[START OF Items]

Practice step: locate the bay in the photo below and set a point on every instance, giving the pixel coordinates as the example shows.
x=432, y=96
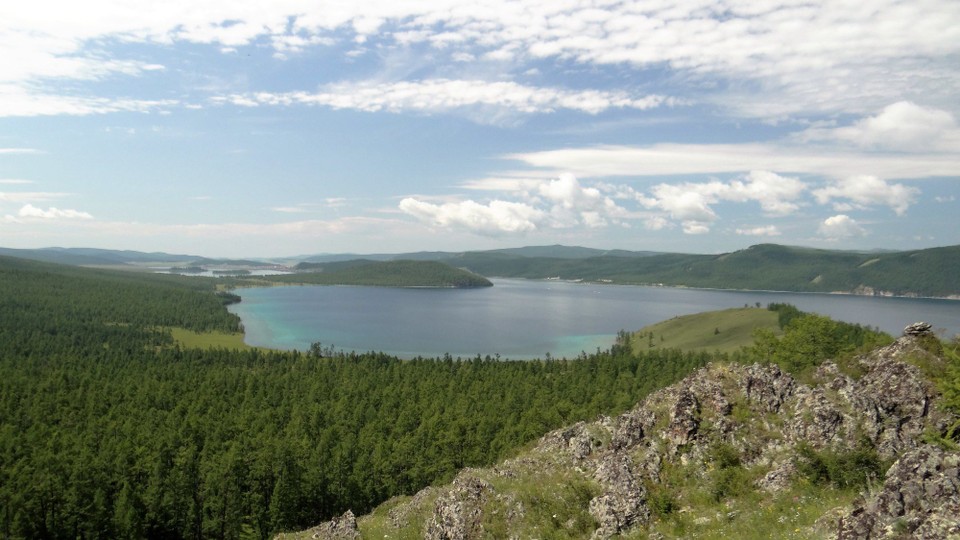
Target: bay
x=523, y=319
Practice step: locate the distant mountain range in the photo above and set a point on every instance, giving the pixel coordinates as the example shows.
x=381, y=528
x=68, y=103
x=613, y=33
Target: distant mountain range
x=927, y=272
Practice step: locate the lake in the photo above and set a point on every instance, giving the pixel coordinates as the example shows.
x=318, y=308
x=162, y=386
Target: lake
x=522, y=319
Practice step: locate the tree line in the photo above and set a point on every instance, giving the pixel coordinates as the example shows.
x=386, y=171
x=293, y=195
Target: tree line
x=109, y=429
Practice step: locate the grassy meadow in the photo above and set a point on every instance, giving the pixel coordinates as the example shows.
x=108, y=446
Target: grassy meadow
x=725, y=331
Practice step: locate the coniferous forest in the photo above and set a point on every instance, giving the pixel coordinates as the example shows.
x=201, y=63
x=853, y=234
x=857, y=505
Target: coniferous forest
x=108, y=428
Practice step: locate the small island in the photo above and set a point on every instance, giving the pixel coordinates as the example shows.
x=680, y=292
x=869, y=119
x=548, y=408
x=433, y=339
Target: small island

[END OF Items]
[START OF Items]

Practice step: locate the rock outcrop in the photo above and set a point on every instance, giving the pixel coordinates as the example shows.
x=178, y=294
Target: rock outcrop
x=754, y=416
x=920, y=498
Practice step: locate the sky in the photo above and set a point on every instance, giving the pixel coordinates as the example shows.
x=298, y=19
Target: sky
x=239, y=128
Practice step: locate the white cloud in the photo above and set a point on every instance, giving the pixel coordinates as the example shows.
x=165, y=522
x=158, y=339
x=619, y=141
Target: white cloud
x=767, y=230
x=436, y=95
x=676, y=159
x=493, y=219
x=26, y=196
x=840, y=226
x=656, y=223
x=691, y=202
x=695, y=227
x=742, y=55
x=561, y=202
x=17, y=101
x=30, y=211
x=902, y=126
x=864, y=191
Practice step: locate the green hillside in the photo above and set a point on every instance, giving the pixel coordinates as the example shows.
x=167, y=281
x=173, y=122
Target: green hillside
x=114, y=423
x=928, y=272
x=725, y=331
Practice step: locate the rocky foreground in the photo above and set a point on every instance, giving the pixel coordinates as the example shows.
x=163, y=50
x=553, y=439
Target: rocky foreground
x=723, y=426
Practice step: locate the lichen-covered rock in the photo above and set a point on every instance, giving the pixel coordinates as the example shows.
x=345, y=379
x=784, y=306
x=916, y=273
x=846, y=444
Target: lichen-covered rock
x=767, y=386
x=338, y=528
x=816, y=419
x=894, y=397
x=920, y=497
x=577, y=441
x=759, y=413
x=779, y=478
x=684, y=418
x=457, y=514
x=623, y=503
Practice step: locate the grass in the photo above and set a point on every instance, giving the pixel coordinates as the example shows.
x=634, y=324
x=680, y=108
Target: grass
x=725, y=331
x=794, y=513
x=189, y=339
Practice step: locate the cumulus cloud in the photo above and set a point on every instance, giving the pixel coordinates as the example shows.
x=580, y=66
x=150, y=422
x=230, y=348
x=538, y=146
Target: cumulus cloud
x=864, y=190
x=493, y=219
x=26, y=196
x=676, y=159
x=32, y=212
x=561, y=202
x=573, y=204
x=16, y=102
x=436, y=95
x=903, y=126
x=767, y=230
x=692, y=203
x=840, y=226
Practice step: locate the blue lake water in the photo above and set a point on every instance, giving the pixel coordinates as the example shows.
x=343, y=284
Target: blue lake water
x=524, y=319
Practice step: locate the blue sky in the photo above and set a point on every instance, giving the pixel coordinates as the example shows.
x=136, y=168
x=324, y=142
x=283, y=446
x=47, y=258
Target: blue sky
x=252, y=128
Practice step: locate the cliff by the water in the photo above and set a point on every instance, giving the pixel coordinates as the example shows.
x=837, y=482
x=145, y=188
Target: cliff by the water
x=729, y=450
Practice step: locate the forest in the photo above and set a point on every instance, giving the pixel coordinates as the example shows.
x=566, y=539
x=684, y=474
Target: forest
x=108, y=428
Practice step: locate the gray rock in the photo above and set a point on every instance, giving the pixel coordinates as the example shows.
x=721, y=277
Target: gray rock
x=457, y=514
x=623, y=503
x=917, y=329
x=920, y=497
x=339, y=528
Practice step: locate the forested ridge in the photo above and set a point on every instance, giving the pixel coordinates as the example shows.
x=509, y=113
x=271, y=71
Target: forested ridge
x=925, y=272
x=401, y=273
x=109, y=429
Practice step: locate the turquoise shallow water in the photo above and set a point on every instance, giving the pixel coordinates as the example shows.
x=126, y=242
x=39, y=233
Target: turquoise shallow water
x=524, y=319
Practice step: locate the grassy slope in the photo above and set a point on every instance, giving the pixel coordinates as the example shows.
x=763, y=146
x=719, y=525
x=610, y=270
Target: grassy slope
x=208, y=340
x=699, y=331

[END OF Items]
[START OF Items]

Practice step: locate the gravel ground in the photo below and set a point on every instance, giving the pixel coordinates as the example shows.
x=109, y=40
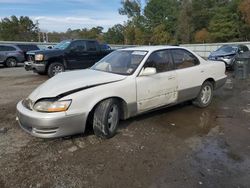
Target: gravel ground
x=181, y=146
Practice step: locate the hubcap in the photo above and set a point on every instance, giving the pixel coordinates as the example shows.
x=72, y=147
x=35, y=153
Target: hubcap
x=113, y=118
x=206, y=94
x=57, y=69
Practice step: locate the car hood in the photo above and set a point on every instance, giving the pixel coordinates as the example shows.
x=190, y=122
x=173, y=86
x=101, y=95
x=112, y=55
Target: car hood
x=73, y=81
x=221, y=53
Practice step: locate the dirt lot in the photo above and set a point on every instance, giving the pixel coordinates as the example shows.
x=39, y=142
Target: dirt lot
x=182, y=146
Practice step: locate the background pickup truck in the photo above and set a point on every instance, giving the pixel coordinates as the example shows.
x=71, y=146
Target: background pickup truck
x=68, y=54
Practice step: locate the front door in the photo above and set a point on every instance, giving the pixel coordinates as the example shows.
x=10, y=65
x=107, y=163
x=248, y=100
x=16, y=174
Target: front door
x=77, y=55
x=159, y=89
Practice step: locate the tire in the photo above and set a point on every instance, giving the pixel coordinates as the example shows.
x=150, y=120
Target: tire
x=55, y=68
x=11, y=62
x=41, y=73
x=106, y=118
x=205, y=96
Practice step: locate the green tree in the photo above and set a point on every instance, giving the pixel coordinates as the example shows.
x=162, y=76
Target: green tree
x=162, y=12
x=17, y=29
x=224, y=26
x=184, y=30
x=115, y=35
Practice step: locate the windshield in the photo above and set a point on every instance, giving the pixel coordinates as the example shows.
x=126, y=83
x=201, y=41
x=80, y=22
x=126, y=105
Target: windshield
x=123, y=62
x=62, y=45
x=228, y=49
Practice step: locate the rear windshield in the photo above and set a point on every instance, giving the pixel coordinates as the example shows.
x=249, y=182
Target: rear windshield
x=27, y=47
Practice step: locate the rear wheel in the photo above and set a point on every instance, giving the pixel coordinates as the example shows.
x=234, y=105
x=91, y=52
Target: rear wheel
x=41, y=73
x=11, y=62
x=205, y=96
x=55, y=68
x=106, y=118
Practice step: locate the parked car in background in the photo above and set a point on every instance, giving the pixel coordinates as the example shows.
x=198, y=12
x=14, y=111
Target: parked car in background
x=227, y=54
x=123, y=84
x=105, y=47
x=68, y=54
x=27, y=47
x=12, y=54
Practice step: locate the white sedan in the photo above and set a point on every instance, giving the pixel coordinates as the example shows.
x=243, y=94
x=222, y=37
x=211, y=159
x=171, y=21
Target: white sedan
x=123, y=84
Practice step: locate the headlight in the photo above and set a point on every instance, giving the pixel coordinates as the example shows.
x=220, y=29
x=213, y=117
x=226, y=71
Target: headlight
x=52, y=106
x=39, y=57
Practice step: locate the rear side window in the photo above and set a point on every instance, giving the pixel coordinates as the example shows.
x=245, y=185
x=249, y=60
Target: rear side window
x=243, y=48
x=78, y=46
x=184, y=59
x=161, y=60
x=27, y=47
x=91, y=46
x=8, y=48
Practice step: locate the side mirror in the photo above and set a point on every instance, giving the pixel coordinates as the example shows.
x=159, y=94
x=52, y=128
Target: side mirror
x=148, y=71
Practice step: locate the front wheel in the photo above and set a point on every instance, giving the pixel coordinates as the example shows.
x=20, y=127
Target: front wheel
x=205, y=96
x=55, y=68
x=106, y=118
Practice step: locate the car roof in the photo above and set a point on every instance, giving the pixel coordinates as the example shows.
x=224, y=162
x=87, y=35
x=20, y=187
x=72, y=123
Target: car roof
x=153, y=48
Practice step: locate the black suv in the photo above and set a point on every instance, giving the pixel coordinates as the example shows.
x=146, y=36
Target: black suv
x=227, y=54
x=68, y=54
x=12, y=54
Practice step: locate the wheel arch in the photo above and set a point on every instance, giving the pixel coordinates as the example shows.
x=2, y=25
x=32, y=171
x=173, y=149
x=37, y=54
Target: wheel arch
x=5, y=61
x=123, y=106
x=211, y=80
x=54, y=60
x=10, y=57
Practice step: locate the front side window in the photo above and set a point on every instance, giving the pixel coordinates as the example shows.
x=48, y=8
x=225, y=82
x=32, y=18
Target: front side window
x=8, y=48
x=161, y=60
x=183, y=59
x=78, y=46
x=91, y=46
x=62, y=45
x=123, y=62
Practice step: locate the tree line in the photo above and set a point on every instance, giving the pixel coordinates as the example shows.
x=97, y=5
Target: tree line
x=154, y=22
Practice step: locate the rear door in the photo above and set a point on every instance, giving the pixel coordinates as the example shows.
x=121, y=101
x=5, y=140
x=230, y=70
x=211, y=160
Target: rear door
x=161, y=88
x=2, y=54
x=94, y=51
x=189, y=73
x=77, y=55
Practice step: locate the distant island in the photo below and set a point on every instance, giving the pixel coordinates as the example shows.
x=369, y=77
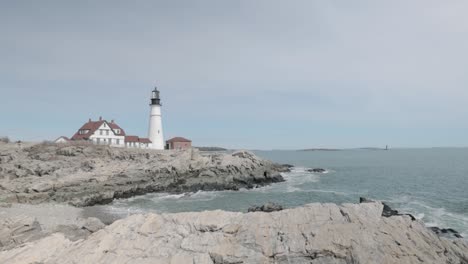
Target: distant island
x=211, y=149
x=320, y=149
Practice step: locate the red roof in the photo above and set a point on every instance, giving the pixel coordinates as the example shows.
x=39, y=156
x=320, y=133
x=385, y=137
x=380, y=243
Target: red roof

[END OF Items]

◆ Problem requirements
Reproduce the records from the line with "Practice step: locate the gravel" up to and including the line with "x=221, y=53", requests included. Scale every answer point coordinate by 0.5 and round it to a whole number, with halves going up. Keep the requests and their sample coordinates unchanged, and leave the pictures out.

◆ Complete response
Practice step: locate the gravel ground in the photo below and set a point on every instance, giving the pixel coordinates as the example shows.
x=109, y=40
Target: gravel ground
x=91, y=73
Practice step: locate the hubcap in the photo above and set a point on every instance, giving the pixel coordinates as the example shows.
x=72, y=147
x=35, y=153
Target: hubcap
x=57, y=59
x=103, y=47
x=29, y=35
Practice step: locate the car hood in the photo above and set a point on every instance, giving the pixel coordinates as the example shows.
x=190, y=122
x=173, y=86
x=101, y=95
x=112, y=55
Target: car hood
x=37, y=41
x=111, y=27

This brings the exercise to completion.